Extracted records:
____________________
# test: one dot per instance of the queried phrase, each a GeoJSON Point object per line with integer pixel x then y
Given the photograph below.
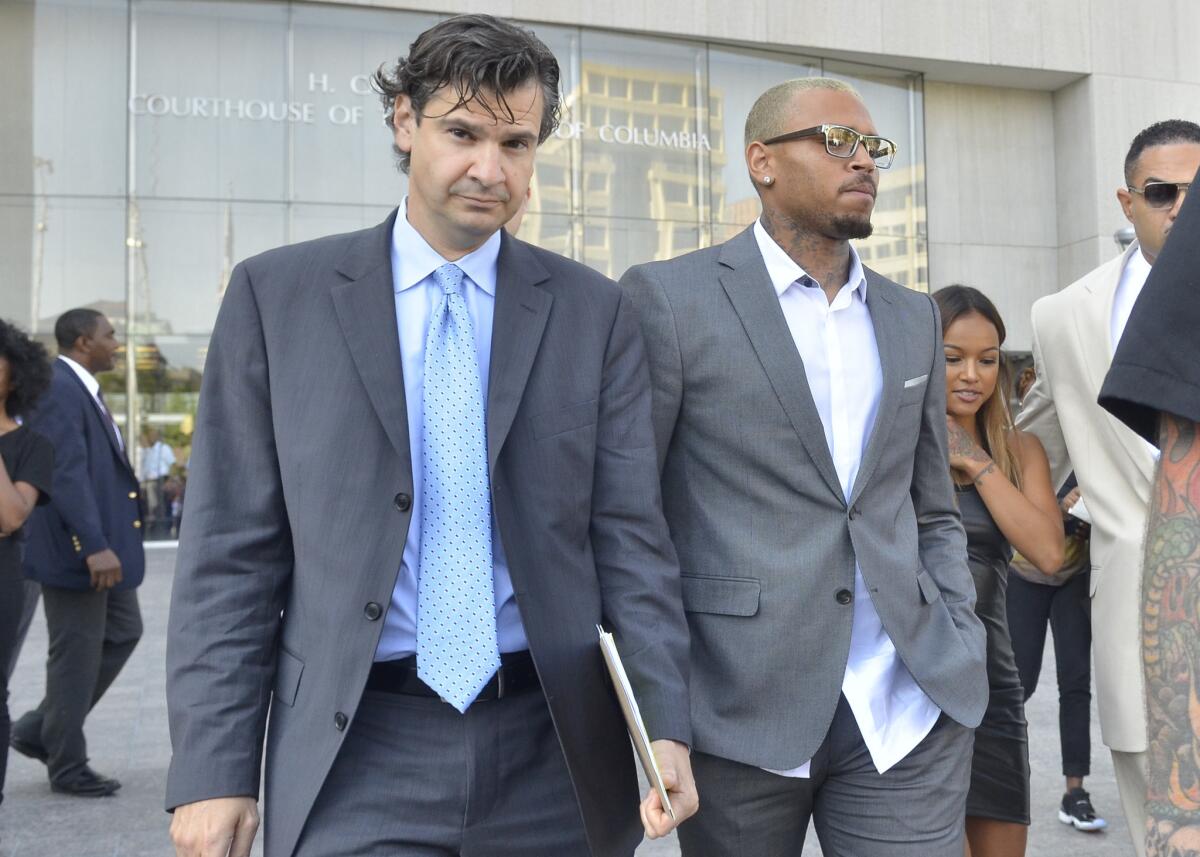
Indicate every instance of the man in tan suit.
{"type": "Point", "coordinates": [1075, 333]}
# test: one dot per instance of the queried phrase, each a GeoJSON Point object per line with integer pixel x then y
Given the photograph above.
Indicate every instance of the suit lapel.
{"type": "Point", "coordinates": [108, 427]}
{"type": "Point", "coordinates": [517, 325]}
{"type": "Point", "coordinates": [748, 286]}
{"type": "Point", "coordinates": [1093, 327]}
{"type": "Point", "coordinates": [891, 347]}
{"type": "Point", "coordinates": [366, 311]}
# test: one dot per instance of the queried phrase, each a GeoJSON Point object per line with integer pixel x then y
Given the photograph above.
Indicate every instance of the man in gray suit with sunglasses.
{"type": "Point", "coordinates": [799, 415]}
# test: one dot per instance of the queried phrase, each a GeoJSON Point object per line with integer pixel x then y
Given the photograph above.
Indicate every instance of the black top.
{"type": "Point", "coordinates": [1157, 365]}
{"type": "Point", "coordinates": [29, 457]}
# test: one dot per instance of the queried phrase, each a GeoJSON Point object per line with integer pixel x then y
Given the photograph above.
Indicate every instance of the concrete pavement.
{"type": "Point", "coordinates": [127, 738]}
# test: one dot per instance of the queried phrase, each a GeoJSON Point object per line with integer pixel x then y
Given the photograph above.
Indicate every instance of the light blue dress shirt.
{"type": "Point", "coordinates": [413, 262]}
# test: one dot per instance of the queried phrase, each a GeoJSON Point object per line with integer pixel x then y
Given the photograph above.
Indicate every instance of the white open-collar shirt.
{"type": "Point", "coordinates": [841, 364]}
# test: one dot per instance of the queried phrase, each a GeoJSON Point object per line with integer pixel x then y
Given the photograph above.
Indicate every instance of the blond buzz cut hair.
{"type": "Point", "coordinates": [769, 113]}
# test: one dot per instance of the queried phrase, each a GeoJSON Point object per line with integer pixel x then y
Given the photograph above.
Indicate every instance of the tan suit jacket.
{"type": "Point", "coordinates": [1073, 349]}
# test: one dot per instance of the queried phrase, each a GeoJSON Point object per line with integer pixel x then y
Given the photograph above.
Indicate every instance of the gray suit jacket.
{"type": "Point", "coordinates": [756, 510]}
{"type": "Point", "coordinates": [291, 527]}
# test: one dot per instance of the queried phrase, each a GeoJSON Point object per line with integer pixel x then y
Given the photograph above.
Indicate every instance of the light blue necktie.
{"type": "Point", "coordinates": [456, 646]}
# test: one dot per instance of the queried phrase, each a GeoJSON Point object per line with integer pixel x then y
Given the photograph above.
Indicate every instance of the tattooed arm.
{"type": "Point", "coordinates": [1171, 643]}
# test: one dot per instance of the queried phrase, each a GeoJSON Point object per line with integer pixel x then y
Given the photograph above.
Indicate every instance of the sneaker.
{"type": "Point", "coordinates": [1077, 809]}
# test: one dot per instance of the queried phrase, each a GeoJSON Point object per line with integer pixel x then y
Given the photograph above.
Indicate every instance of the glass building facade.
{"type": "Point", "coordinates": [148, 145]}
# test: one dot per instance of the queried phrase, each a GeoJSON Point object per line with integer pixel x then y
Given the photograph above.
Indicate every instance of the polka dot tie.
{"type": "Point", "coordinates": [456, 643]}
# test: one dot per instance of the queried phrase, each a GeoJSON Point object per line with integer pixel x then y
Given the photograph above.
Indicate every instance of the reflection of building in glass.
{"type": "Point", "coordinates": [647, 144]}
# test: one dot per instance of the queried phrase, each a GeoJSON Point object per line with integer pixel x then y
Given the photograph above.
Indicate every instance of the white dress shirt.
{"type": "Point", "coordinates": [841, 364]}
{"type": "Point", "coordinates": [413, 262]}
{"type": "Point", "coordinates": [1133, 277]}
{"type": "Point", "coordinates": [89, 381]}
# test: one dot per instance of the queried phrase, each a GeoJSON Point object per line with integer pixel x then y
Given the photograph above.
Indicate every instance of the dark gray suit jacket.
{"type": "Point", "coordinates": [94, 503]}
{"type": "Point", "coordinates": [765, 535]}
{"type": "Point", "coordinates": [291, 527]}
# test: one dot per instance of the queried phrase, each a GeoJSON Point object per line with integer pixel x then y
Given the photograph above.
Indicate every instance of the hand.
{"type": "Point", "coordinates": [219, 827]}
{"type": "Point", "coordinates": [676, 768]}
{"type": "Point", "coordinates": [966, 456]}
{"type": "Point", "coordinates": [105, 568]}
{"type": "Point", "coordinates": [1071, 499]}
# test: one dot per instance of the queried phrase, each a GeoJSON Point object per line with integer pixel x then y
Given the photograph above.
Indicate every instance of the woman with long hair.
{"type": "Point", "coordinates": [27, 469]}
{"type": "Point", "coordinates": [1002, 485]}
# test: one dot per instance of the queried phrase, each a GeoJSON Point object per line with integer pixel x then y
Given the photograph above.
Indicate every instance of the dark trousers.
{"type": "Point", "coordinates": [33, 595]}
{"type": "Point", "coordinates": [415, 778]}
{"type": "Point", "coordinates": [12, 599]}
{"type": "Point", "coordinates": [915, 809]}
{"type": "Point", "coordinates": [1068, 611]}
{"type": "Point", "coordinates": [91, 636]}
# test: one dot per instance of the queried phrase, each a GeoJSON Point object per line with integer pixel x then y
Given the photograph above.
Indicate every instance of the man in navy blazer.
{"type": "Point", "coordinates": [85, 550]}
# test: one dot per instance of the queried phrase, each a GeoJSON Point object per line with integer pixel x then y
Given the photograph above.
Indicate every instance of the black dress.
{"type": "Point", "coordinates": [1000, 767]}
{"type": "Point", "coordinates": [28, 457]}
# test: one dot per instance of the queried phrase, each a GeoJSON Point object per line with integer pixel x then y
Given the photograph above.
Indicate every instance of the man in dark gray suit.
{"type": "Point", "coordinates": [423, 473]}
{"type": "Point", "coordinates": [799, 413]}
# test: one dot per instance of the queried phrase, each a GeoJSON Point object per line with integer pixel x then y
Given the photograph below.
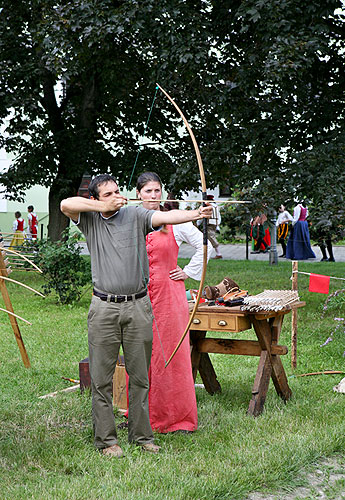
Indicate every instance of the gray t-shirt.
{"type": "Point", "coordinates": [117, 246]}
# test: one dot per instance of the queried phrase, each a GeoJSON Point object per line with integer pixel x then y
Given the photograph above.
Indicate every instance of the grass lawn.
{"type": "Point", "coordinates": [46, 449]}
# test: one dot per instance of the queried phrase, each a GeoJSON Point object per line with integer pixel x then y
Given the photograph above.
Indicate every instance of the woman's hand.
{"type": "Point", "coordinates": [178, 274]}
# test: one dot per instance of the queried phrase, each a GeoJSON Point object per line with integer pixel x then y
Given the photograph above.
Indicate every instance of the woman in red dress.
{"type": "Point", "coordinates": [172, 402]}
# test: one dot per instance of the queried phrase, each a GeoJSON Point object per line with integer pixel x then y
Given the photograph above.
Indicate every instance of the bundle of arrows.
{"type": "Point", "coordinates": [270, 300]}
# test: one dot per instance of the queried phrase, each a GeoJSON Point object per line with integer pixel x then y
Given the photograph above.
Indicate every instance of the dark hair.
{"type": "Point", "coordinates": [98, 181]}
{"type": "Point", "coordinates": [146, 177]}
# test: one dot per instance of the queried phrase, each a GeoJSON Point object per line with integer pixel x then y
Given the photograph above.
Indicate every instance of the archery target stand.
{"type": "Point", "coordinates": [5, 271]}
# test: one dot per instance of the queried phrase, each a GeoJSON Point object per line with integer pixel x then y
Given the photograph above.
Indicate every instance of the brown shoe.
{"type": "Point", "coordinates": [113, 451]}
{"type": "Point", "coordinates": [151, 447]}
{"type": "Point", "coordinates": [227, 285]}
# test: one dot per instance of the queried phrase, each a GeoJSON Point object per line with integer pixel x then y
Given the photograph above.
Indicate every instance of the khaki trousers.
{"type": "Point", "coordinates": [110, 325]}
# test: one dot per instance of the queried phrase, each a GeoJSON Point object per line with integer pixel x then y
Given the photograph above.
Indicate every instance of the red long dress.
{"type": "Point", "coordinates": [172, 400]}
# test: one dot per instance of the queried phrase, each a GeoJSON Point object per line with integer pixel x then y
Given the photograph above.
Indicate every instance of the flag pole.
{"type": "Point", "coordinates": [294, 317]}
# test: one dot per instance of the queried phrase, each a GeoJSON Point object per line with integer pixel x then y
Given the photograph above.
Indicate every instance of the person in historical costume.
{"type": "Point", "coordinates": [32, 224]}
{"type": "Point", "coordinates": [18, 229]}
{"type": "Point", "coordinates": [120, 313]}
{"type": "Point", "coordinates": [298, 246]}
{"type": "Point", "coordinates": [172, 401]}
{"type": "Point", "coordinates": [260, 234]}
{"type": "Point", "coordinates": [282, 224]}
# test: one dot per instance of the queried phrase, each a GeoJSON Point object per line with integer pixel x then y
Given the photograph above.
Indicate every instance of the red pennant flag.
{"type": "Point", "coordinates": [319, 283]}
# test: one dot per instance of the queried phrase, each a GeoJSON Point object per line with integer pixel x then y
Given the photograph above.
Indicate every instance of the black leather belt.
{"type": "Point", "coordinates": [119, 298]}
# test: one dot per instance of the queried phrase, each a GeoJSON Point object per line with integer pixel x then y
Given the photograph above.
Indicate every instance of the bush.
{"type": "Point", "coordinates": [65, 271]}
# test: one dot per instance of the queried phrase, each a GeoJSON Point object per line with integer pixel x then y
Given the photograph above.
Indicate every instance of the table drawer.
{"type": "Point", "coordinates": [200, 322]}
{"type": "Point", "coordinates": [228, 323]}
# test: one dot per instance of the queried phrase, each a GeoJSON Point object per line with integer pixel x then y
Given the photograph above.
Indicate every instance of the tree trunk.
{"type": "Point", "coordinates": [58, 222]}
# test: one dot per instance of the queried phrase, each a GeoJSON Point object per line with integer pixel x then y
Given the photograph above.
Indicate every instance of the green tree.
{"type": "Point", "coordinates": [261, 82]}
{"type": "Point", "coordinates": [77, 80]}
____________________
■ **Task to carry out**: The output should consist only of the lines from the one with "Indicate every instance of the bush." through the final line of the records above, exactly.

■ **Result for this exercise**:
Indicate every instance of the bush.
{"type": "Point", "coordinates": [65, 271]}
# test: one dot per instance of the queried phrase, each a GeoJSON Point object per line with integer pixel x then y
Given the photograph above.
Indicate every instance of the table drawer.
{"type": "Point", "coordinates": [200, 322]}
{"type": "Point", "coordinates": [228, 323]}
# test: one dot per instance of the queried phrase, each a GeoJSON Point object per line with integer pixel x then y
Given the photograph above.
Indicate every instance of the tree trunk.
{"type": "Point", "coordinates": [58, 222]}
# test: one dot per instance of the queried phrase, each a GeoJSON Point object per line with integer pixel x then y
Given the photograph above.
Indicate every instance of the green tree.
{"type": "Point", "coordinates": [261, 82]}
{"type": "Point", "coordinates": [77, 80]}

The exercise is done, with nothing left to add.